◆ **OBJECTIVE**
Locate every row below that contains the string "foliage", and copy each of those rows in full. The match is case-sensitive.

==*==

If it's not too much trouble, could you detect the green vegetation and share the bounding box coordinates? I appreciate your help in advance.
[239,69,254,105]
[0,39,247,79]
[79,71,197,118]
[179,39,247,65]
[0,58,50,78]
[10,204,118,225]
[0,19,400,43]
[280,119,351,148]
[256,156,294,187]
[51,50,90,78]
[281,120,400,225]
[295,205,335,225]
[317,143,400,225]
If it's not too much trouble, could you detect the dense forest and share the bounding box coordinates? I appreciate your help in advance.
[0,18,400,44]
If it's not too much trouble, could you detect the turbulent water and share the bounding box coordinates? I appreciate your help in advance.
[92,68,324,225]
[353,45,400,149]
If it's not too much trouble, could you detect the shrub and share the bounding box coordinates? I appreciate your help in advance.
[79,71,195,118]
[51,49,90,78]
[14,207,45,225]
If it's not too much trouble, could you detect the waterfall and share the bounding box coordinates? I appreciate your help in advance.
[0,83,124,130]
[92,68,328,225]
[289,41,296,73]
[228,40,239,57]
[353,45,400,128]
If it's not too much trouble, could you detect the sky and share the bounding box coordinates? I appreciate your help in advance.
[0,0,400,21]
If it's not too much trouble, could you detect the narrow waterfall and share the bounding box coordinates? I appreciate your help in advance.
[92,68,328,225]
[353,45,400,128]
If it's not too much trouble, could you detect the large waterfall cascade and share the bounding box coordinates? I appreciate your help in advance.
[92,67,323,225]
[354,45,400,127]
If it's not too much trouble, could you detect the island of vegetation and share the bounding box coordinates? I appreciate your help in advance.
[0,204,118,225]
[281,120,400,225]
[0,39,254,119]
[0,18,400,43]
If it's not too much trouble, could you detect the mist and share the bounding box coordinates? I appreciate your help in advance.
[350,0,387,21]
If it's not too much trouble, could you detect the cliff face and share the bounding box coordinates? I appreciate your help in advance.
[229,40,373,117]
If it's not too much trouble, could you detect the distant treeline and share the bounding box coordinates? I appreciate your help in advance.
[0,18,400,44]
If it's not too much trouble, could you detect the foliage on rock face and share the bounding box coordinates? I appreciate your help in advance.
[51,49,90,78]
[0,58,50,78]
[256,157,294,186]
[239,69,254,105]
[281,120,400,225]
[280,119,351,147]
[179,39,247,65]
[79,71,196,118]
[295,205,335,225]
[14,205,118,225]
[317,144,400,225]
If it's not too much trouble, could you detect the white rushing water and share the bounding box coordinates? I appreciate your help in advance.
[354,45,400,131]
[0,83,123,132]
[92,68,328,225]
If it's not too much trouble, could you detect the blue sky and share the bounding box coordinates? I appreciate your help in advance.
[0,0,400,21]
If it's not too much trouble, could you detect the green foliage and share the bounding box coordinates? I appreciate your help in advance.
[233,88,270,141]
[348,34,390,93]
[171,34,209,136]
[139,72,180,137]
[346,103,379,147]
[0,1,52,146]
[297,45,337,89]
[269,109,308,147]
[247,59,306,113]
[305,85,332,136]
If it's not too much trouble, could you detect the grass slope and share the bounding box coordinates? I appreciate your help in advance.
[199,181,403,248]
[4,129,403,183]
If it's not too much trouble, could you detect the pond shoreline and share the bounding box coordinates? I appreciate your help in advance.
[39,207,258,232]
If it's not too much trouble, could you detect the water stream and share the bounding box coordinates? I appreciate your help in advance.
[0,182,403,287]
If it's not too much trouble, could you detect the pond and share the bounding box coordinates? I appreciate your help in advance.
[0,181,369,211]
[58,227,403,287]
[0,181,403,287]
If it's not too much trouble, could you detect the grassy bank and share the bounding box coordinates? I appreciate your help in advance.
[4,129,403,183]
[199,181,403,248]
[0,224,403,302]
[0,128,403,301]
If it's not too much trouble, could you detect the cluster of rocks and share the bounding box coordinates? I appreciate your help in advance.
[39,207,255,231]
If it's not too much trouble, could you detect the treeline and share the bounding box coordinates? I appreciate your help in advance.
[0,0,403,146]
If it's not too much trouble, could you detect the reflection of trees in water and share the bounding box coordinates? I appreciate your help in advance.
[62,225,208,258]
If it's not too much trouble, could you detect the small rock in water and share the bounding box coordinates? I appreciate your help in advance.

==*==

◆ **FINAL RESULT**
If it's not too much trouble, could you detect the foliage on rock face and share the bounding box coordinates? I appreciate your help in advance.
If it's not too much trouble, could you detect the green foliage and share the bounding box coordinates? I appreciate your help in advance.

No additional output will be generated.